Die Wohnung in Brüssel ist aufgelöst, letzte Termine stehen an, unter anderem ein Abstecher nach Berlin. In der Sankt-Matthäus-Kirche soll Harms eine Kanzelrede zu „Umbrüchen“ halten - eine Thema, das auch zu ihrer Situation passt. Vorher nimmt sie sich Zeit für ein Gespräch in einem Café.

In der grünen Europafraktion fühlte Harms sich zunehmend heimatlos

Den Rückzug aus dem EU-Parlament hatte Harms schon vor einem Jahr beschlossen – und dies auch mit zunehmender politischer Heimatlosigkeit in der europäischen Grünen-Fraktion begründet. Sie könne deren Entscheidungen in der Sicherheits- und Verteidigungspolitik, der Handelspolitik und der Flüchtlingspolitik immer weniger mittragen, schrieb sie damals. In der Mitte der Wahlperiode hatte sie außerdem den Fraktionsvorsitz an die jüngere deutsche Kollegin Ska Keller abgegeben. Sie wollte nicht riskieren, abgewählt zu werden.

Geht sie nun mit Verbitterung aus dem Europaparlament - oder doch eher mit Wehmut? Harms sagt, es falle ihr „wahnsinnig schwer“, Abschied zu nehmen von ihrer Arbeit und den Möglichkeiten, die sie als Abgeordnete hatte. Seien es die regelmäßigen Reisen in die Ukraine („Da fließen jetzt öfter Tränen“) oder die Treffen, die sie als Vorsitzende einer Versammlung von EU-Abgeordneten mit Kollegen aus fünf osteuropäischen Nachbarschaftsländern organisierte. Aber auch die  Reisen in die Türkei, um befreundete Journalisten und Menschenrechtsaktivisten zu unterstützen („Ich weiß nicht, ob das ohne Diplomatenpass noch funktioniert“).
···
## ARBEITSANWEISUNG
Führen Sie den Auszug über Harms' Abschied aus dem Europaparlament im Anschluss an seinen letzten Satz fort. Das Material hat mit dem Auszug nichts zu tun.
···
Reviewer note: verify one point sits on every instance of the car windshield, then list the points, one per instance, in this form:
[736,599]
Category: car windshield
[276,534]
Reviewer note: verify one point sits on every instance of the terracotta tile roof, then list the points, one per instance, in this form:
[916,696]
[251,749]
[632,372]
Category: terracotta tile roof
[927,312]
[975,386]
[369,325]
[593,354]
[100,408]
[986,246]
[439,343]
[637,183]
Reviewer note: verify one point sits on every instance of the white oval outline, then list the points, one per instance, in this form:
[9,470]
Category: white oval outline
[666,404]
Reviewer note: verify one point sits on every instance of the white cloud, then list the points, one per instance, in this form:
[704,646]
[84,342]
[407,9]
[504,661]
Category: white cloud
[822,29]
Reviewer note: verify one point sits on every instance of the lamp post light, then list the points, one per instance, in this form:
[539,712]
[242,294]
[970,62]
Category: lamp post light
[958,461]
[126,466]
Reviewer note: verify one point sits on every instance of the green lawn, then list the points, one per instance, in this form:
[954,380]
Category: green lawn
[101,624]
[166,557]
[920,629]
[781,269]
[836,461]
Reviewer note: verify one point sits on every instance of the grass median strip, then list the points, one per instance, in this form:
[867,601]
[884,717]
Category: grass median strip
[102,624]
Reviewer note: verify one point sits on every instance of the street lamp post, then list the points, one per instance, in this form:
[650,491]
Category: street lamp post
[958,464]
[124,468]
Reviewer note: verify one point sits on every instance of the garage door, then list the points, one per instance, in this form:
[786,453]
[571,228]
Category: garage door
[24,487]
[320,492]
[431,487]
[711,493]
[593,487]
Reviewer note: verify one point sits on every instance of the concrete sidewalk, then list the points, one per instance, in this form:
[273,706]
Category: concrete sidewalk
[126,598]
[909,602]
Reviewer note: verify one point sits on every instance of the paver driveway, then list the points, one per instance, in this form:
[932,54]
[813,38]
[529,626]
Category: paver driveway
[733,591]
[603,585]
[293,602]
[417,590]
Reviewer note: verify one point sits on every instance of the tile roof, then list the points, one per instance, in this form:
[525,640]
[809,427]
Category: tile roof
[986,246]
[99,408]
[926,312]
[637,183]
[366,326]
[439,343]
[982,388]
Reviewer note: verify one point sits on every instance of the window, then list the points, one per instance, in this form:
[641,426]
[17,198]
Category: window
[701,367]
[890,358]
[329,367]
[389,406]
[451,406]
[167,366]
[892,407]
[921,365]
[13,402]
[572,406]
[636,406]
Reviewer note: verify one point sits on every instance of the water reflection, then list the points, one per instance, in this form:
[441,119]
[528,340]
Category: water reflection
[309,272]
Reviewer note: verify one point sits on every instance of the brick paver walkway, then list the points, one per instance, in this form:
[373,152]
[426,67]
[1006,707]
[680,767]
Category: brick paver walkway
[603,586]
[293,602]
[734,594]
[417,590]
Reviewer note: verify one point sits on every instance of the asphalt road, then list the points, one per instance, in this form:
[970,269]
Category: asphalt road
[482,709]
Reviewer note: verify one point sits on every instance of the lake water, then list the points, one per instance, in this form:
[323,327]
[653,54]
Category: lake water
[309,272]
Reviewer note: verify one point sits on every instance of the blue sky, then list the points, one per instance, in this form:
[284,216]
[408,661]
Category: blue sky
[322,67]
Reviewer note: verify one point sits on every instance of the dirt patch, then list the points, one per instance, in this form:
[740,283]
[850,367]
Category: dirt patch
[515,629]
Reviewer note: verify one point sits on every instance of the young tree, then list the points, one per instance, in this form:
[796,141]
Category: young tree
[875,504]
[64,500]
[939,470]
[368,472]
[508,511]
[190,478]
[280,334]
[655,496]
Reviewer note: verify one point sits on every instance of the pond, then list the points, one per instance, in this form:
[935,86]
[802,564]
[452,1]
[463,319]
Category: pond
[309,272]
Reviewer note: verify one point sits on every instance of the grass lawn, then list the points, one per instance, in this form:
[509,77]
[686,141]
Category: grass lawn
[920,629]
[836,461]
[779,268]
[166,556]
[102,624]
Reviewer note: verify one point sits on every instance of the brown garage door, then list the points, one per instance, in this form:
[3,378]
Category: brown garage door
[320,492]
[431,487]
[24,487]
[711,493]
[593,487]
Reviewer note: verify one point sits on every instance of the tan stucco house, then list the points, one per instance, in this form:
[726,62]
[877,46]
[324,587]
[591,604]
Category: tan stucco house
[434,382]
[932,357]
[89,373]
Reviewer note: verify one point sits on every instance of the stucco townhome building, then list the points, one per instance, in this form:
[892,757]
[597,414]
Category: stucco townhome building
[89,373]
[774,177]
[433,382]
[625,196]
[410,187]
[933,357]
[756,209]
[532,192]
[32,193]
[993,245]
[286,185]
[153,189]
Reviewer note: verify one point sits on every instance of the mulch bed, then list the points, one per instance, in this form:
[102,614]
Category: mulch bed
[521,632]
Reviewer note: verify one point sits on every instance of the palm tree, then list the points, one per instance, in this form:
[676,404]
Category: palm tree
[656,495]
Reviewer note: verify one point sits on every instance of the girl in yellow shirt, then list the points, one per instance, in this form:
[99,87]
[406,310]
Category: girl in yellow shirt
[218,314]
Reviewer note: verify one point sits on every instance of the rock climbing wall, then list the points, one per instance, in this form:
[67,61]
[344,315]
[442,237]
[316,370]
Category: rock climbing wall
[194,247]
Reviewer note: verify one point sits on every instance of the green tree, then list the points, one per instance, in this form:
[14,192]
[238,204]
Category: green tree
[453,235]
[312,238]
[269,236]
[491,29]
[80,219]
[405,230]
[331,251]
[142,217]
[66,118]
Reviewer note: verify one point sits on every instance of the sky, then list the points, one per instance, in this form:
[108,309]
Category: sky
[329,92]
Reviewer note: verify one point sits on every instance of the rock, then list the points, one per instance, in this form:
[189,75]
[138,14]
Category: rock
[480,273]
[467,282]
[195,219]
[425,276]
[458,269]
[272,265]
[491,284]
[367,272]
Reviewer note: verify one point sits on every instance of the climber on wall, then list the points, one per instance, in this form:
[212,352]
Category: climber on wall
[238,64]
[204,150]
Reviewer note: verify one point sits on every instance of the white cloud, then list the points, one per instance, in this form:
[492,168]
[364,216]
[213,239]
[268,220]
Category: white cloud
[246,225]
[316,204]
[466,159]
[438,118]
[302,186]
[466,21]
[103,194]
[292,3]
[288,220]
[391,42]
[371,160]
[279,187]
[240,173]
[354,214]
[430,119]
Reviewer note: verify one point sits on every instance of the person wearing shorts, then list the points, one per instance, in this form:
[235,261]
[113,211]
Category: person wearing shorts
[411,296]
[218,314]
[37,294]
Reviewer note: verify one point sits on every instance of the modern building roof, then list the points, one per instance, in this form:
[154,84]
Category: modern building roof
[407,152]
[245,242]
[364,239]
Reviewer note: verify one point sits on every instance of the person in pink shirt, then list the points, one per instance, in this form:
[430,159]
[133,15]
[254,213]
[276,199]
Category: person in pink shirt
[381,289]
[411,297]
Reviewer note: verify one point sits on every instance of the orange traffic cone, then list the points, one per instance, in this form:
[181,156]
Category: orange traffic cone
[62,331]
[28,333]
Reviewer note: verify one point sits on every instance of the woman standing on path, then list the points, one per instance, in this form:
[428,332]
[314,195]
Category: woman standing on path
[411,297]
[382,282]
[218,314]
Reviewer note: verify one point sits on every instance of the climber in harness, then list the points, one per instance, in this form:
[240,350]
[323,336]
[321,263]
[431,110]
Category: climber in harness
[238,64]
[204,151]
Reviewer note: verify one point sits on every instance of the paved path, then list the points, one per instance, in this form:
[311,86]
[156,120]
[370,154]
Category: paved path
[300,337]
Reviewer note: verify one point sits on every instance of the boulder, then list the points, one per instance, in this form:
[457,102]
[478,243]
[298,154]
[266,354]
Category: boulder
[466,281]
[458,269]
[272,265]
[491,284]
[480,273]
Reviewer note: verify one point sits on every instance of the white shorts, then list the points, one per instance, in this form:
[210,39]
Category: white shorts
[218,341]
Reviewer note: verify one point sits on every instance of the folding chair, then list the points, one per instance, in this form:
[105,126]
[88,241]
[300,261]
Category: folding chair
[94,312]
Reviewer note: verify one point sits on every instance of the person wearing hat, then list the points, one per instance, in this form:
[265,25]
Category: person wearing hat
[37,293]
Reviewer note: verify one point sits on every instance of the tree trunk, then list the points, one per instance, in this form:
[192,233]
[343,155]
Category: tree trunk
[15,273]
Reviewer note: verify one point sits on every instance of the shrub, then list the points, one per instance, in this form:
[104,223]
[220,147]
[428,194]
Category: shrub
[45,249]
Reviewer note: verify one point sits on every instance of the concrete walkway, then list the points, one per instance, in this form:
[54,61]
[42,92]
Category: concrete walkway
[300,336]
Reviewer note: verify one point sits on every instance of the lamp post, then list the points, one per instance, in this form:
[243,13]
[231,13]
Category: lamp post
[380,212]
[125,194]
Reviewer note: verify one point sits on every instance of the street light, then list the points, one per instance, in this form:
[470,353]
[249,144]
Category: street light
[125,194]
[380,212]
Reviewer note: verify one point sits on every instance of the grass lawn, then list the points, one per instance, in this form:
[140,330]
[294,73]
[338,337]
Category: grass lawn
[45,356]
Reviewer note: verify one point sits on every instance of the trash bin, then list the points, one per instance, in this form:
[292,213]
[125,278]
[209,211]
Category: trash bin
···
## DIE ANTWORT
An der Seite der Europabefürworter auf dem Maidan

Als sich 2004 in der Ukraine die Orangene Revolution anbahnte, wurde Harms ins Europaparlament gewählt. Im Winter 2013/2014 stand sie in Kiew auf dem Maidan an der Seite derer, die für eine engere Anbindung ihres Landes an die EU kämpften. Mit ihrem Eintreten für die Revolutionsbewegung machte sie sich nicht nur Freunde. Sie sei zu unkritisch gegenüber rechten Nationalisten, musste sie sich anhören. Die Unterstellung, ihre proukrainische Haltung sei antirussisch, ärgert Harms: „Meine Kritik an Putin geschieht aus Zuneigung zu Russland, das besseres verdient als einen Präsidenten, der Krieg gegen Nachbarländer führt", sagt sie.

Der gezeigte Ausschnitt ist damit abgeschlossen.